Task objective: The required output is the line containing "Target: woman in long dress" followed by each line through the end of the data below, repeated exactly and with nothing added.

*** Data ***

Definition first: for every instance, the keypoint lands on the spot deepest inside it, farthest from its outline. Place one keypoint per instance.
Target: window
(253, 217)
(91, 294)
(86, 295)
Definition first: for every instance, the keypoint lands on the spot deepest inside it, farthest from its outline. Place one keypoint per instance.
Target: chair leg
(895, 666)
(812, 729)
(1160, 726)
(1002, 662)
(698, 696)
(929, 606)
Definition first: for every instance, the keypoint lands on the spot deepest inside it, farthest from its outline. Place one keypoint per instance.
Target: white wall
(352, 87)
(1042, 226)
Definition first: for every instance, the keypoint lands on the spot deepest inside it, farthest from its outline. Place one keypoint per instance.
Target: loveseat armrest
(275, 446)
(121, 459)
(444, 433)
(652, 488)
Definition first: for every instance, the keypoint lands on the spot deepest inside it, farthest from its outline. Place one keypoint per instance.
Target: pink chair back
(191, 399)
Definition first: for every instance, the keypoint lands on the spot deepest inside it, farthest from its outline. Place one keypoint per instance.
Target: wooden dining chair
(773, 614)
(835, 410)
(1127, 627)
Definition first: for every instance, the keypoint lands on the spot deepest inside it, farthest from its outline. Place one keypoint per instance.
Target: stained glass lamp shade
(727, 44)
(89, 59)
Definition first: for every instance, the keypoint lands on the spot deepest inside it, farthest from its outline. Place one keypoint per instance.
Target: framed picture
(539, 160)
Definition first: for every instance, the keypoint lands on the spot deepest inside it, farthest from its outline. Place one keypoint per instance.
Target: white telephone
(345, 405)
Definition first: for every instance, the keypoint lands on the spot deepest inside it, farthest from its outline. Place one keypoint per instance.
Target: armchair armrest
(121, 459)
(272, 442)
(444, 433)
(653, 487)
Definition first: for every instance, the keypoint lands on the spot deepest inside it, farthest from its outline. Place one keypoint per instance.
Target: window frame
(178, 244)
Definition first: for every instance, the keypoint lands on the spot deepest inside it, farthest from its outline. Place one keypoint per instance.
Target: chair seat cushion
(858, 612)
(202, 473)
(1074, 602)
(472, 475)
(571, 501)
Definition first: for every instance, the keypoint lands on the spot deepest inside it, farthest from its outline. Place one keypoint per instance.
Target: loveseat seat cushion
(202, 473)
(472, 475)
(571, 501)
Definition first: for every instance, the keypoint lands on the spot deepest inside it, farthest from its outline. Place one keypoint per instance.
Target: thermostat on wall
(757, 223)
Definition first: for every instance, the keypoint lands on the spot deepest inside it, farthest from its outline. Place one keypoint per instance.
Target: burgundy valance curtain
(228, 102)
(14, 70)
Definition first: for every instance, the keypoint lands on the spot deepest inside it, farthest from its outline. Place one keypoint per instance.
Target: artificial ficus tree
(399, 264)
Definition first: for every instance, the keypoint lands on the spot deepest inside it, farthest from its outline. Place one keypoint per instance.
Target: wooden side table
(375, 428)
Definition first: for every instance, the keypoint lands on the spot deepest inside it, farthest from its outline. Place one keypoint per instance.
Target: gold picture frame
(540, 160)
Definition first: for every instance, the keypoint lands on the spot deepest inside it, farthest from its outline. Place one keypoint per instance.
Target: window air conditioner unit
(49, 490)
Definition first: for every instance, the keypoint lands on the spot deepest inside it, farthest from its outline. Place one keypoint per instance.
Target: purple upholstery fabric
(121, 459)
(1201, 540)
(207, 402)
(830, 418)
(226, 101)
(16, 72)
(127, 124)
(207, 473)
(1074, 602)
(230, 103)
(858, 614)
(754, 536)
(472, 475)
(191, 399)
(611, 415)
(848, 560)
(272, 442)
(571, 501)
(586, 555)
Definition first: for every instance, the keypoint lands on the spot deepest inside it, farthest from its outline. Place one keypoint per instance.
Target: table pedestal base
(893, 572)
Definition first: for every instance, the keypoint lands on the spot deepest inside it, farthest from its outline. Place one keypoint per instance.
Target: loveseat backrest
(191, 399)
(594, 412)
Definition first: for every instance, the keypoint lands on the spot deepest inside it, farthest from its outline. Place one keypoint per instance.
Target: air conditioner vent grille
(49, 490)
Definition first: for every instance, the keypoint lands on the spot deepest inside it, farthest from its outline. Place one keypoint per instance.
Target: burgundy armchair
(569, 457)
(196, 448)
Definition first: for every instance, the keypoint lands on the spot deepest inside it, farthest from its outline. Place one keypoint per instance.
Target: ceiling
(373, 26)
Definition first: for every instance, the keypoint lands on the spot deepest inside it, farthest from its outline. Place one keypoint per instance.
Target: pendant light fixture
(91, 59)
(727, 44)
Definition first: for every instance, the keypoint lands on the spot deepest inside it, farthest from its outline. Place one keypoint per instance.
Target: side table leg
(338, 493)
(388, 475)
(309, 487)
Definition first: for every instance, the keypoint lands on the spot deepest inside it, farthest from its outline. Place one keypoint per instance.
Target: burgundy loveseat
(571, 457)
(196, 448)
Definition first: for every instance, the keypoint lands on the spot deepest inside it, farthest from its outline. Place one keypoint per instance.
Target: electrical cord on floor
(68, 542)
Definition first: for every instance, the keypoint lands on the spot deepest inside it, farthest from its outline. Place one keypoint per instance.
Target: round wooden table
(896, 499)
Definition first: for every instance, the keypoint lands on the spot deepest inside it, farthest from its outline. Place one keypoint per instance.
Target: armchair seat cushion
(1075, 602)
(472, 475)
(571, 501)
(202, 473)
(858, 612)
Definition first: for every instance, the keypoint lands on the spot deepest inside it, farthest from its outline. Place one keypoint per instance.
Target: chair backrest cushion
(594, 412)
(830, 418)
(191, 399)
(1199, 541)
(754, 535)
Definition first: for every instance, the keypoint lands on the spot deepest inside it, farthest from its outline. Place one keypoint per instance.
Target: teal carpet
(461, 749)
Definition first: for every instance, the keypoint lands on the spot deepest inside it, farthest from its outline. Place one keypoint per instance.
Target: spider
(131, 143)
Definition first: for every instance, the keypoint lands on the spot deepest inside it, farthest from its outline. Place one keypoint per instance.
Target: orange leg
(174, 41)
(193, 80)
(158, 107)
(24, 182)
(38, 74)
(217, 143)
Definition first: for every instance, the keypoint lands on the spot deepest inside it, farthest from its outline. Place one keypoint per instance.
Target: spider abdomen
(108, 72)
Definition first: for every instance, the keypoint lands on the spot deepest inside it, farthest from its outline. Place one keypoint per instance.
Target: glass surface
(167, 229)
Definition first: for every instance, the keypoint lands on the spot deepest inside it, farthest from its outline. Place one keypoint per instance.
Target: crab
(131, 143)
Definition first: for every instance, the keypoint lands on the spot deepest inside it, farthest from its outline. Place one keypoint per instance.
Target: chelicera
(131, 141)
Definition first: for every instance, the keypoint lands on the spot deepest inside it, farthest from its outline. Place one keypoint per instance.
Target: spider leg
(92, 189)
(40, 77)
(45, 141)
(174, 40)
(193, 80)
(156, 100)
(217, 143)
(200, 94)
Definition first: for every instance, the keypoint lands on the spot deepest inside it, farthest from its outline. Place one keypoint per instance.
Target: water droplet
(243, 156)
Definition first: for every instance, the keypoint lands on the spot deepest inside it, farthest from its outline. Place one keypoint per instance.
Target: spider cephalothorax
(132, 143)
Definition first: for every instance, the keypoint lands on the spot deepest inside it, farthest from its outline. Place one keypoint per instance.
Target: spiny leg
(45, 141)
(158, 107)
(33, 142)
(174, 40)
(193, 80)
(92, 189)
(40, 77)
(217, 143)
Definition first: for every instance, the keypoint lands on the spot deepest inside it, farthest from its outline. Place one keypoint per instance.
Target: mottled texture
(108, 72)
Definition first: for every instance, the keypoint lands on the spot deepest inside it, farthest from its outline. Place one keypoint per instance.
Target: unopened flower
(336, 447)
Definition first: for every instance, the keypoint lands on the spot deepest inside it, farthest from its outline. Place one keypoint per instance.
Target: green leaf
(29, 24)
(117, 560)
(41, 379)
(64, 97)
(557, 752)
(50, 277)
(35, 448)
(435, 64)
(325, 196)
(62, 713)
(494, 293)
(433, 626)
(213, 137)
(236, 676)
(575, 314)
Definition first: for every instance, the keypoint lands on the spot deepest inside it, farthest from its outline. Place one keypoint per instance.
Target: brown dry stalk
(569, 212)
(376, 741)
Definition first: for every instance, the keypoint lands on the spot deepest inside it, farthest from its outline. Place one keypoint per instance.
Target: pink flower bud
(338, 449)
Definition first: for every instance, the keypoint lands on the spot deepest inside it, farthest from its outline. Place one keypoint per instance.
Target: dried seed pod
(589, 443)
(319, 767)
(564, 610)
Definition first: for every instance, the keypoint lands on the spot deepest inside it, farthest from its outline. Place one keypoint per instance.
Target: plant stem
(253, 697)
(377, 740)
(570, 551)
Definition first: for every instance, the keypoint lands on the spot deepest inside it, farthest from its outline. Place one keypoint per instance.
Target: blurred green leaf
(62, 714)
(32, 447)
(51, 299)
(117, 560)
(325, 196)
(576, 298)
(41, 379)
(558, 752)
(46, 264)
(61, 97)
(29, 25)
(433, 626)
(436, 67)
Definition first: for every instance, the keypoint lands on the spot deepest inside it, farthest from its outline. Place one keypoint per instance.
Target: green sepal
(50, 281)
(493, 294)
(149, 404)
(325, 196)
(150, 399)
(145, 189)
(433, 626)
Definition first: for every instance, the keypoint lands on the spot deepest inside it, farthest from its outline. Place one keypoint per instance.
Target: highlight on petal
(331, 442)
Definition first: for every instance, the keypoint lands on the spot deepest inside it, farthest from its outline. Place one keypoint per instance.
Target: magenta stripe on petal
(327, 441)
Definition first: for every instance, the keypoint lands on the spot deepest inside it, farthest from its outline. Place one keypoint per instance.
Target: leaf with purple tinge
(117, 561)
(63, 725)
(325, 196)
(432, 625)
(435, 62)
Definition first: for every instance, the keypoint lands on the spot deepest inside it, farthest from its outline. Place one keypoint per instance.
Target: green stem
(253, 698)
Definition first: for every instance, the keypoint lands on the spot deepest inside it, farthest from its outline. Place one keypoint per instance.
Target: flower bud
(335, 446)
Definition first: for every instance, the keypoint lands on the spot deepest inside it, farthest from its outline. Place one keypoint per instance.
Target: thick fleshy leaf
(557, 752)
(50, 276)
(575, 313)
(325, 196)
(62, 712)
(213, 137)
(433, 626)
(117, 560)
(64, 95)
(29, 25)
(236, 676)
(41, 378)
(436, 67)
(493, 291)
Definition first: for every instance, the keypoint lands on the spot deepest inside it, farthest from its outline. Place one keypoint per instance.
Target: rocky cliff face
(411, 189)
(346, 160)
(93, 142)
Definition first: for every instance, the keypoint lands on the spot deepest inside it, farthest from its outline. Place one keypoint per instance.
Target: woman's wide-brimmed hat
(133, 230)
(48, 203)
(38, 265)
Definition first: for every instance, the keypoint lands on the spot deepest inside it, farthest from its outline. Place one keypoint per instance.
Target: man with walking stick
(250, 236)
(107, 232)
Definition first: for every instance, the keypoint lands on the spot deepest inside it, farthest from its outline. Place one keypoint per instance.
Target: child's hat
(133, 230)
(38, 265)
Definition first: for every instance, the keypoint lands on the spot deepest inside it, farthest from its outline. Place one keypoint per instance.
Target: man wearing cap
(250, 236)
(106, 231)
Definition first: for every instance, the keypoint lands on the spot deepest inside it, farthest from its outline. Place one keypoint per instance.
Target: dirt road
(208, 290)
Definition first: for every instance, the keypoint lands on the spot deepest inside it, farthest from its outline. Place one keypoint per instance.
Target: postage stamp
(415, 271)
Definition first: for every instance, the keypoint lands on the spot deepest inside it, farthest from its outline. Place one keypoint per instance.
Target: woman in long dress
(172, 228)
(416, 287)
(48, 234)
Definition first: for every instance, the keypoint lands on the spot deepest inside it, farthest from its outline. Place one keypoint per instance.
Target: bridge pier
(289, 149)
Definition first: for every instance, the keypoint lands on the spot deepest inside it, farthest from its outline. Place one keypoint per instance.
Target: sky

*** End of Data ***

Written solution:
Target: woman in long dress
(172, 228)
(416, 287)
(48, 234)
Definition first: for every instance, the keypoint lands on the spot deepest inside it, farthest from its outline. Place one keypoint per instance.
Target: bridge pier
(289, 149)
Definition first: for every instance, the keypoint lands on the spot deepest inside it, farthest from its outline. Place one keypoint per instance.
Target: sky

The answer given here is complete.